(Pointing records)
+--

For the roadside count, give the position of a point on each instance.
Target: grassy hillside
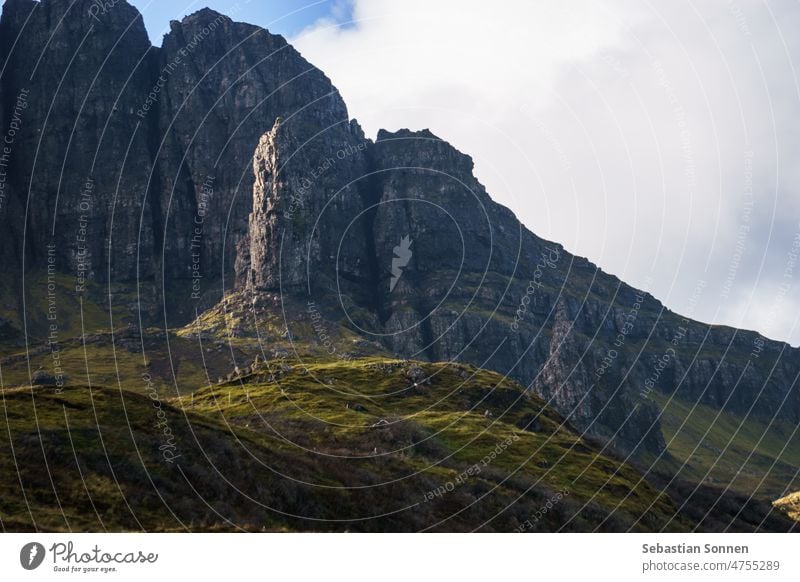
(744, 454)
(361, 449)
(790, 505)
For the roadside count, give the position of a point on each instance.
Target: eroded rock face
(224, 84)
(148, 148)
(79, 163)
(454, 276)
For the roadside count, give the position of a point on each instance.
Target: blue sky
(286, 17)
(657, 139)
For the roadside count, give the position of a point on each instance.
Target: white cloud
(661, 141)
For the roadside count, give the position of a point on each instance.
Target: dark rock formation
(444, 273)
(79, 163)
(133, 163)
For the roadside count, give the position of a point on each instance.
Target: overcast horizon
(656, 141)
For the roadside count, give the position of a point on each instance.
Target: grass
(726, 450)
(291, 453)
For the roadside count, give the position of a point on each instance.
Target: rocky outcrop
(445, 273)
(79, 161)
(133, 164)
(221, 85)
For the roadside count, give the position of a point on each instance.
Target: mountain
(181, 211)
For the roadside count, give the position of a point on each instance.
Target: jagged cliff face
(224, 84)
(134, 165)
(79, 162)
(407, 248)
(148, 148)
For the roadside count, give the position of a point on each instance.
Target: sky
(286, 17)
(659, 139)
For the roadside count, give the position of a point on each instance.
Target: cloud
(661, 141)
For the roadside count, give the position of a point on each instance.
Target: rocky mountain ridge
(133, 166)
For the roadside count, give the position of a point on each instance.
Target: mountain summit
(220, 179)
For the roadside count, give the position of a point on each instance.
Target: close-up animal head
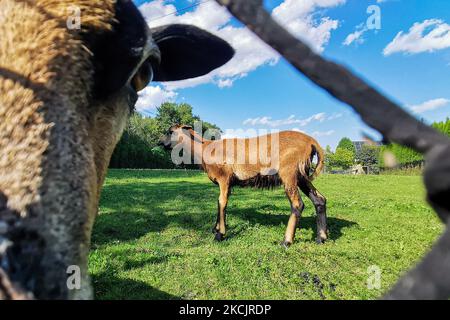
(65, 96)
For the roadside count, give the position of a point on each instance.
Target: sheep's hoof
(219, 237)
(285, 244)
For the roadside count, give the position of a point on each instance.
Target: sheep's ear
(188, 52)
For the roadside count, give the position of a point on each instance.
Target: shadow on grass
(107, 286)
(124, 222)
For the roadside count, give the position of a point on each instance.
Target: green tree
(138, 147)
(369, 155)
(347, 144)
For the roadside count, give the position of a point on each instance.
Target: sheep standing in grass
(246, 162)
(66, 91)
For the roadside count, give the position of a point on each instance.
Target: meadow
(152, 238)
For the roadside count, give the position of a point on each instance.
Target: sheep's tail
(316, 150)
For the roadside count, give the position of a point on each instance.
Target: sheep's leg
(221, 211)
(296, 210)
(320, 203)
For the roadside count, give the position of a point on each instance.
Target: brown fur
(55, 141)
(295, 154)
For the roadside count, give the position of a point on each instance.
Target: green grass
(153, 240)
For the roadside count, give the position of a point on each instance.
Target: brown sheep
(65, 96)
(289, 164)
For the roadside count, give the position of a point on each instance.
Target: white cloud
(300, 17)
(292, 120)
(428, 36)
(152, 97)
(430, 105)
(319, 134)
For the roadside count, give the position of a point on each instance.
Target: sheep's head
(65, 96)
(175, 135)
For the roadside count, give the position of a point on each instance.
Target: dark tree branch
(395, 124)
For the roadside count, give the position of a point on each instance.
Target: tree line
(372, 156)
(138, 147)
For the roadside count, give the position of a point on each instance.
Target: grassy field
(153, 240)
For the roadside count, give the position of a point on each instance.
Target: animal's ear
(188, 52)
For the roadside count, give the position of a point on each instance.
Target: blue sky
(258, 90)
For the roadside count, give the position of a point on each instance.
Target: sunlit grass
(153, 240)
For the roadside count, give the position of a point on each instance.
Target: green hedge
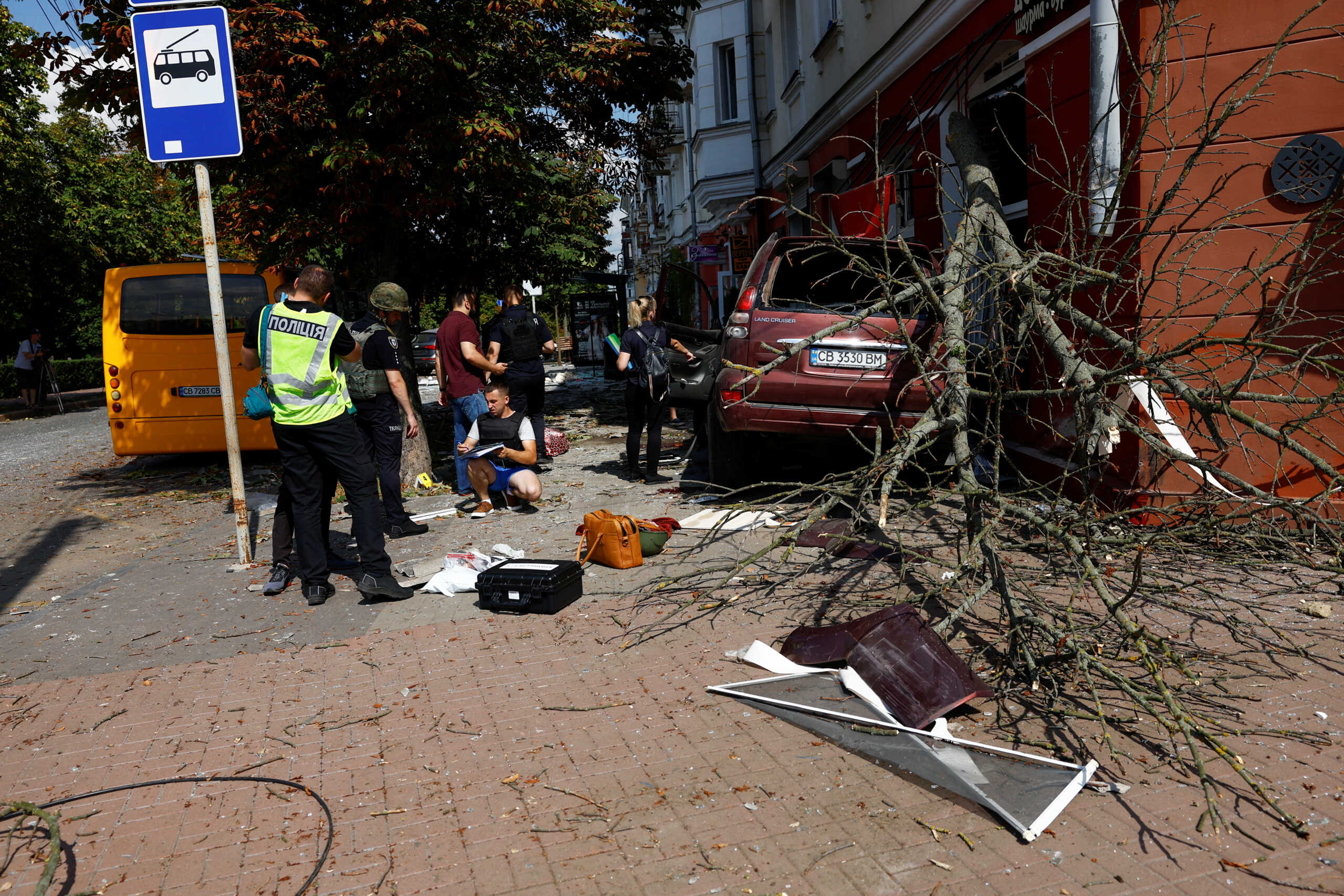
(73, 374)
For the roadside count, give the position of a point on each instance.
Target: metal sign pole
(222, 361)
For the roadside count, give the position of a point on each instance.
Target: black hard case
(531, 586)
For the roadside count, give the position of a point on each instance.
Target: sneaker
(280, 578)
(383, 586)
(406, 530)
(337, 563)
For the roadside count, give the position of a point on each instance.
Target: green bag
(257, 402)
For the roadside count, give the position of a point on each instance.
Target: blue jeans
(466, 410)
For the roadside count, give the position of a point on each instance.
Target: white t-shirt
(26, 363)
(524, 431)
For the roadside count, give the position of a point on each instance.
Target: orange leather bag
(611, 541)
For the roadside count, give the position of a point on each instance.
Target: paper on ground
(730, 520)
(1162, 418)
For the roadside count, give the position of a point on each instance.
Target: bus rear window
(179, 304)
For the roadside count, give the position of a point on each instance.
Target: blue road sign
(185, 66)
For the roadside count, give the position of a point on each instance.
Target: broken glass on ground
(1027, 792)
(899, 656)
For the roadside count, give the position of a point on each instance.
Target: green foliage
(429, 143)
(679, 291)
(73, 203)
(73, 374)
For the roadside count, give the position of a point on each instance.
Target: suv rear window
(826, 280)
(179, 304)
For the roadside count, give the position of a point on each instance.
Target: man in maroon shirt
(460, 366)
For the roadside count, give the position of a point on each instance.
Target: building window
(726, 73)
(790, 13)
(1000, 119)
(828, 14)
(769, 69)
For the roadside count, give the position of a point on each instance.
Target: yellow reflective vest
(306, 390)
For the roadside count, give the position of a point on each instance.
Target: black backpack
(522, 339)
(654, 368)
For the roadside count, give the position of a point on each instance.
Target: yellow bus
(159, 358)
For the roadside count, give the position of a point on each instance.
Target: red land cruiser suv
(857, 381)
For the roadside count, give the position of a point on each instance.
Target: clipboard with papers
(481, 450)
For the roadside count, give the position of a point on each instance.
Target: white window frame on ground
(726, 81)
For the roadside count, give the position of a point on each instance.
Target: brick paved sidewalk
(466, 784)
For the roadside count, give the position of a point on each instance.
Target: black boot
(318, 594)
(385, 587)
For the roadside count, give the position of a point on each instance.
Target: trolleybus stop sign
(186, 73)
(185, 69)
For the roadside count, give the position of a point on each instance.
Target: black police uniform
(381, 419)
(526, 376)
(316, 456)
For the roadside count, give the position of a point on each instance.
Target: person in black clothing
(378, 387)
(311, 452)
(519, 338)
(642, 406)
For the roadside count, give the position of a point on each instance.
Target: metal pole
(222, 361)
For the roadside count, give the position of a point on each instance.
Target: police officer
(316, 433)
(519, 338)
(377, 387)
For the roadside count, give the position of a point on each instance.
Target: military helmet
(390, 297)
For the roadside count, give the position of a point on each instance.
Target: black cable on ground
(206, 779)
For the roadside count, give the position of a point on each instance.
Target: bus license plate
(848, 358)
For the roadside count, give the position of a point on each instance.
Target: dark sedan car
(423, 350)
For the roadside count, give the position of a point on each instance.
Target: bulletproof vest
(365, 383)
(500, 429)
(522, 344)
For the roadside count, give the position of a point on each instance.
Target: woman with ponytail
(644, 407)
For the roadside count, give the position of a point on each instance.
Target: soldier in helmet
(378, 387)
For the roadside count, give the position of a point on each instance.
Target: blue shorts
(503, 475)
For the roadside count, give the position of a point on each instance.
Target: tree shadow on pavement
(181, 477)
(30, 565)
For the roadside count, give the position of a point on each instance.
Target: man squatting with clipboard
(503, 469)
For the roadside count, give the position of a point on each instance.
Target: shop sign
(742, 254)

+--

- YOUR INSTRUCTIONS
Count the lines in the data above that contain the word "black", and reply with the number alone.

- PROBLEM SOLUTION
6